Goal of the exercise →
Recast the material, starting at the line that contains "Where can the paved" and ending at its final line, as a Markdown table with the columns Row and Text. Put a row number in Row and the full line in Text, and leave out any blank lines.

Dataset records →

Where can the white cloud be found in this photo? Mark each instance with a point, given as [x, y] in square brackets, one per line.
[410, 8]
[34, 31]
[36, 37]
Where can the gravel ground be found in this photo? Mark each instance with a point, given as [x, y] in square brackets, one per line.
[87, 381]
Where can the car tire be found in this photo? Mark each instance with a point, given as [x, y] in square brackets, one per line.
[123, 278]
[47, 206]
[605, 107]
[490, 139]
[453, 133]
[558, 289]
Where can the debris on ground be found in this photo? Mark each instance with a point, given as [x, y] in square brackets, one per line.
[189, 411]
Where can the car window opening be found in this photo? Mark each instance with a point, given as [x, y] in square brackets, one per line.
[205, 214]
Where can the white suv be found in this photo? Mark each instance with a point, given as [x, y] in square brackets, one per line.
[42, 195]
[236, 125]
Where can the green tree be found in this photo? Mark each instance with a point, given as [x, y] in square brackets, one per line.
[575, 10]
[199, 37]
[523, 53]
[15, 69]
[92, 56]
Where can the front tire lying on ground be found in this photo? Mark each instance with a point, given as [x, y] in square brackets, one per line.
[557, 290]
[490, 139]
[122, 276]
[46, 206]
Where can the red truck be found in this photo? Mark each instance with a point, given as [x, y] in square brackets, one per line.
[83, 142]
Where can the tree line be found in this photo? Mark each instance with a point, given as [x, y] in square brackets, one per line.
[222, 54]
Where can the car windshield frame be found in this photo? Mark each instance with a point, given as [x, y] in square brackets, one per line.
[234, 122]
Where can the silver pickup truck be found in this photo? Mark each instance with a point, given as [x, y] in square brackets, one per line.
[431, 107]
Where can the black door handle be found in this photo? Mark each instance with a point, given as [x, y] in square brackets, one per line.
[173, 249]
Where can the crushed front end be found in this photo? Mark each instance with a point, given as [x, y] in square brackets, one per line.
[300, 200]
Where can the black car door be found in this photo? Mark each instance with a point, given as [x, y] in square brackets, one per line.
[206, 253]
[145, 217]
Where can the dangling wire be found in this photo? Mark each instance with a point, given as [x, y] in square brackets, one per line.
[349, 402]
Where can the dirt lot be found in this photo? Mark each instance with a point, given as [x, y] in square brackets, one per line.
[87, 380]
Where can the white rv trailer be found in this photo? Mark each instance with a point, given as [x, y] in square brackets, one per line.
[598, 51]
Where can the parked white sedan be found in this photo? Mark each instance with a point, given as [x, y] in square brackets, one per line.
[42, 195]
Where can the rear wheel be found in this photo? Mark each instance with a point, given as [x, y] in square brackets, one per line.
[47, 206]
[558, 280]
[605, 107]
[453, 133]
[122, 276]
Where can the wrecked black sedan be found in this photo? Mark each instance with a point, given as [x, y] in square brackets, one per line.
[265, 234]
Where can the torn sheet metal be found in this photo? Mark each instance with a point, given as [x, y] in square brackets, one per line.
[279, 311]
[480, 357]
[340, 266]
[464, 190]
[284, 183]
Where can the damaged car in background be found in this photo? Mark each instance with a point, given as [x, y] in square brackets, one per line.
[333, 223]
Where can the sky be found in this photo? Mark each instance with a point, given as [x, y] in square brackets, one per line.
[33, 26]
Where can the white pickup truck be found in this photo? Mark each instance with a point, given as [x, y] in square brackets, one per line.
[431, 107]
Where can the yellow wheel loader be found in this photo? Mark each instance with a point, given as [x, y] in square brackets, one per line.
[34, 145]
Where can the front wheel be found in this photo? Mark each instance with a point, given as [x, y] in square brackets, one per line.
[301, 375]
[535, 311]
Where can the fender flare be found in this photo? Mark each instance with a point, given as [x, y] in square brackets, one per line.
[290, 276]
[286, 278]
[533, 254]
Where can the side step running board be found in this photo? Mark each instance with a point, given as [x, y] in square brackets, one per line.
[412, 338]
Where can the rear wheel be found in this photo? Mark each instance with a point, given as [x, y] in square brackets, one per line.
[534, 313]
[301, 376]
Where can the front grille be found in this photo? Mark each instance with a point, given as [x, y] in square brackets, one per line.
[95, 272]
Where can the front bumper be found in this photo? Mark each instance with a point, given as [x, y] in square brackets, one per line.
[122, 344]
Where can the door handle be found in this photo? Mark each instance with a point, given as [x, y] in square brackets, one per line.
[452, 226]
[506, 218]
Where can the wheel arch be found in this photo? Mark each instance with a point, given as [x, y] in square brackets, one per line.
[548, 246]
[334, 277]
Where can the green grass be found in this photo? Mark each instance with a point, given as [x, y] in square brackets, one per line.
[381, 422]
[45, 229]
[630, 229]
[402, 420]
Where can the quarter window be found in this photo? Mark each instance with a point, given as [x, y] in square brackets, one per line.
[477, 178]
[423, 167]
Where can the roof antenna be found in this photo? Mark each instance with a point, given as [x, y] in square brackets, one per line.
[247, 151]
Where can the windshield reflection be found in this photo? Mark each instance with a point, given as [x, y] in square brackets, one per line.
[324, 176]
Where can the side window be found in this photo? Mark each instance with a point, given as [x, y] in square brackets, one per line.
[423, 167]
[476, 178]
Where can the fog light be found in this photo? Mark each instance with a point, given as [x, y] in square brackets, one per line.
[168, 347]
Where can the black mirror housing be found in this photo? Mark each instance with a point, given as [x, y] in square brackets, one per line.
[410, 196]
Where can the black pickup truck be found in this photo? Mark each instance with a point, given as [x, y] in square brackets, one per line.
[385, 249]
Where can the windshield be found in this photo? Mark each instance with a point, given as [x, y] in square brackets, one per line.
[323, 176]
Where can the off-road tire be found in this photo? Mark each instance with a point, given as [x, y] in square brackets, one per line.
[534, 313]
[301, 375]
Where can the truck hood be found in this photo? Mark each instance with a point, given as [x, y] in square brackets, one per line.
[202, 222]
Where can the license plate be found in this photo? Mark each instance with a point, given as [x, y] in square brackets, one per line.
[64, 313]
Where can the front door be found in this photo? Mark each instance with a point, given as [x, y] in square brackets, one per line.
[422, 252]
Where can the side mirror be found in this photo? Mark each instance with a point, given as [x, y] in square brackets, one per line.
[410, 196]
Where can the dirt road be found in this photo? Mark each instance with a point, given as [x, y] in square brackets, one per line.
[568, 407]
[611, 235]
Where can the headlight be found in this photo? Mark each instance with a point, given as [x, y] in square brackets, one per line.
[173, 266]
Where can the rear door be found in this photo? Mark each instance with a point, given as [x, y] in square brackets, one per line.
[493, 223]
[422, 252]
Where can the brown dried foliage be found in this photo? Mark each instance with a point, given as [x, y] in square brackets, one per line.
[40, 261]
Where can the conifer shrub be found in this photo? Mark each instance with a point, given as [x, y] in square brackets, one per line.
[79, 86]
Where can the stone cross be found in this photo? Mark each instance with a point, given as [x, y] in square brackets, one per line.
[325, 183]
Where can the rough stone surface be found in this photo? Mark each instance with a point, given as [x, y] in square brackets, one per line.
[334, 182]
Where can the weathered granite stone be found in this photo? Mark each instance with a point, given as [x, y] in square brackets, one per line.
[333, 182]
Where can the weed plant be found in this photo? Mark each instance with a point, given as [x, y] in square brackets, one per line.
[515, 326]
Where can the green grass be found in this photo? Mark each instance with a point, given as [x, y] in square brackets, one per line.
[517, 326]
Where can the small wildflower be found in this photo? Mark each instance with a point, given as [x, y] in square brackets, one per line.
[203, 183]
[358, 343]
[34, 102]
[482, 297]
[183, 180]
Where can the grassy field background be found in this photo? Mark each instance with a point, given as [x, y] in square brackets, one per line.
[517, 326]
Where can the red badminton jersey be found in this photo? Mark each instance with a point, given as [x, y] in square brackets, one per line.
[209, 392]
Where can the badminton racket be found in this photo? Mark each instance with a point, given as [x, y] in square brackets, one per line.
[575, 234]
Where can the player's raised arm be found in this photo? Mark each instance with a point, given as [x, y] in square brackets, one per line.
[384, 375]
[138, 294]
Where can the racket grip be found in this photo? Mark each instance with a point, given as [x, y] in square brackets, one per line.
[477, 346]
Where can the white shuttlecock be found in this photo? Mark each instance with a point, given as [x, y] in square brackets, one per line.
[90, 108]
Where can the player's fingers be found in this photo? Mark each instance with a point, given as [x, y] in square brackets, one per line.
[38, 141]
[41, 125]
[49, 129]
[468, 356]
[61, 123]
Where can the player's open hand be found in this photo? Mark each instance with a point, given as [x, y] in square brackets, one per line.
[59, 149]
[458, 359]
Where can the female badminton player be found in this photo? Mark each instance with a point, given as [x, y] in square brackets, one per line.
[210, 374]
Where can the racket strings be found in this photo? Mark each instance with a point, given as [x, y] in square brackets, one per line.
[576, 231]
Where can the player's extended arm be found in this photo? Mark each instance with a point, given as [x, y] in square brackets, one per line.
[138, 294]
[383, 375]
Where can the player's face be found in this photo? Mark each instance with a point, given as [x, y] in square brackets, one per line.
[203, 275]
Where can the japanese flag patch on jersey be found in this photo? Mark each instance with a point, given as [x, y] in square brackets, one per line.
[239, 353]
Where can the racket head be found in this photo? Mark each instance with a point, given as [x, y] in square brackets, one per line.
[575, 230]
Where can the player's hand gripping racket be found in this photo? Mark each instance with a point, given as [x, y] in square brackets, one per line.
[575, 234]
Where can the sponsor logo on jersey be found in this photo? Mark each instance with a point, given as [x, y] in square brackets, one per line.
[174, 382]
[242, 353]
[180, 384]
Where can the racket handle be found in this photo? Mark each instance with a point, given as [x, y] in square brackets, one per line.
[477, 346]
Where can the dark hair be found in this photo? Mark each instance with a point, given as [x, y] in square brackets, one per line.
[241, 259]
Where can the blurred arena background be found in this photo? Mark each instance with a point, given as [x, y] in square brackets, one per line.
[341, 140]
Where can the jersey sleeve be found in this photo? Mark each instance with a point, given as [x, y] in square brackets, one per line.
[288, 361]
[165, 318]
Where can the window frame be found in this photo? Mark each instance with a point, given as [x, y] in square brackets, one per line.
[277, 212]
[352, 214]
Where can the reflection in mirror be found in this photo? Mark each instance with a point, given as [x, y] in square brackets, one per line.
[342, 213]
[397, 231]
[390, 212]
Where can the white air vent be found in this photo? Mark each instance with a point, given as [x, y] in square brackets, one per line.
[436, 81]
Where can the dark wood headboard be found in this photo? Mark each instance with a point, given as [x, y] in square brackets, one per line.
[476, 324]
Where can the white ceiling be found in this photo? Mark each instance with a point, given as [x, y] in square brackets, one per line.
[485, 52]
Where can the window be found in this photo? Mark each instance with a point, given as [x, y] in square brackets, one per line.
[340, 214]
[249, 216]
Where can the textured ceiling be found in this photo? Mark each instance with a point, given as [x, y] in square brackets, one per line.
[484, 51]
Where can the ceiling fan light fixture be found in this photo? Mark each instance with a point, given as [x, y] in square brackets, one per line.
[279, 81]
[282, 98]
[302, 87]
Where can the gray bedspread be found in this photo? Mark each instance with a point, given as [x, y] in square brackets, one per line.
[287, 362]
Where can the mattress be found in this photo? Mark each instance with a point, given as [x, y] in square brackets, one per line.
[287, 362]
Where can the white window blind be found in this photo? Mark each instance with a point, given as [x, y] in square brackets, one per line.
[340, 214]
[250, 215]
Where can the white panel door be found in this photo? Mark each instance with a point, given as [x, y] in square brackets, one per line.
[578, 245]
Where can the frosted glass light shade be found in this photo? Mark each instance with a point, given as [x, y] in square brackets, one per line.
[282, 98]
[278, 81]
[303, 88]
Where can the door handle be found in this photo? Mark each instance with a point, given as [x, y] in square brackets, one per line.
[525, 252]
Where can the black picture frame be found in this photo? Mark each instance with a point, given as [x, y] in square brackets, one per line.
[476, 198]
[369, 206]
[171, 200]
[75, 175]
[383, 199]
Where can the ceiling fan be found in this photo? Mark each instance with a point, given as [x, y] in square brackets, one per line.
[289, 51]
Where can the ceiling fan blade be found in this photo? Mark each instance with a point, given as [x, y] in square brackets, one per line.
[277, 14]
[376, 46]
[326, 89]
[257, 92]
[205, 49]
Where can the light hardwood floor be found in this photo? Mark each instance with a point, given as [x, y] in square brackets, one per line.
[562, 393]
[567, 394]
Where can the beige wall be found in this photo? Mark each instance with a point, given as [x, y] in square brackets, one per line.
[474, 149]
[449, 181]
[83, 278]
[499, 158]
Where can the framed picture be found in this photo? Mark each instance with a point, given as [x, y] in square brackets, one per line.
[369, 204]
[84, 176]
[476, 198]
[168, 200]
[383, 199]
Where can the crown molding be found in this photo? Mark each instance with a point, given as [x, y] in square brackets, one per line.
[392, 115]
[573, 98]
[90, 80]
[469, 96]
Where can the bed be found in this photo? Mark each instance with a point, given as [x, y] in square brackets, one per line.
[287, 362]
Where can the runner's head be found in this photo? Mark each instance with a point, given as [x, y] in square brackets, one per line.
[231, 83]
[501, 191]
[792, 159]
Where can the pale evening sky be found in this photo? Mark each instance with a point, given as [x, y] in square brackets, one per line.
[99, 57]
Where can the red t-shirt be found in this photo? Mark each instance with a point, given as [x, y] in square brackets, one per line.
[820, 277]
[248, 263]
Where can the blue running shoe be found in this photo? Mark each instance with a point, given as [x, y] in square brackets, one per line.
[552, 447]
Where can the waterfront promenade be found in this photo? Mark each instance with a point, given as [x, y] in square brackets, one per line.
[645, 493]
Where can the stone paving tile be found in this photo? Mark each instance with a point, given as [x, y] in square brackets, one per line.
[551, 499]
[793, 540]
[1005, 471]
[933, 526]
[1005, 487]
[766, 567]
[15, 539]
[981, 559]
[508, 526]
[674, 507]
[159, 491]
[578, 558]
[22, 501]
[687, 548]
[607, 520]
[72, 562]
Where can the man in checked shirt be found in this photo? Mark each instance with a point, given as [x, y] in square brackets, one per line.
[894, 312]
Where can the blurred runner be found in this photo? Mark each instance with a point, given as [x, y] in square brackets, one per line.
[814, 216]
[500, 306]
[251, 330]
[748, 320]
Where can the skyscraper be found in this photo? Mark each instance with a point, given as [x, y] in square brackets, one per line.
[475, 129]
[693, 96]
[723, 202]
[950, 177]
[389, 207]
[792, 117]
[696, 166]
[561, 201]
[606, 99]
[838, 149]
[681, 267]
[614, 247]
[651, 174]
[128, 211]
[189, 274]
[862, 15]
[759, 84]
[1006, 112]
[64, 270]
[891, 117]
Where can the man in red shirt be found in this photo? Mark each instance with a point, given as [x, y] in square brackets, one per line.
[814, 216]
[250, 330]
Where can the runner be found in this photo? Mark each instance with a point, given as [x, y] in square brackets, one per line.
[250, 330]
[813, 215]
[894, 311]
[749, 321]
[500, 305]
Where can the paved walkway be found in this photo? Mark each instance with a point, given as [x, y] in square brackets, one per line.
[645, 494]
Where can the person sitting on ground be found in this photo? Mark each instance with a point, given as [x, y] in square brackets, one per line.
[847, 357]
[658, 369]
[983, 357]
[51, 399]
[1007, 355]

Answer to this problem →
| Row | Text |
|---|---|
| 1 | Where can the paved walkway be found in this photo? Mark each instance with a point, given as [x, y] in square brackets, one per line. |
| 2 | [645, 494] |
| 3 | Where can the person sitting on ground be found in this photo? Mark each instance with a point, given as [x, y] in square brackets, one per line. |
| 4 | [847, 357] |
| 5 | [658, 369] |
| 6 | [983, 357] |
| 7 | [51, 399] |
| 8 | [1007, 355] |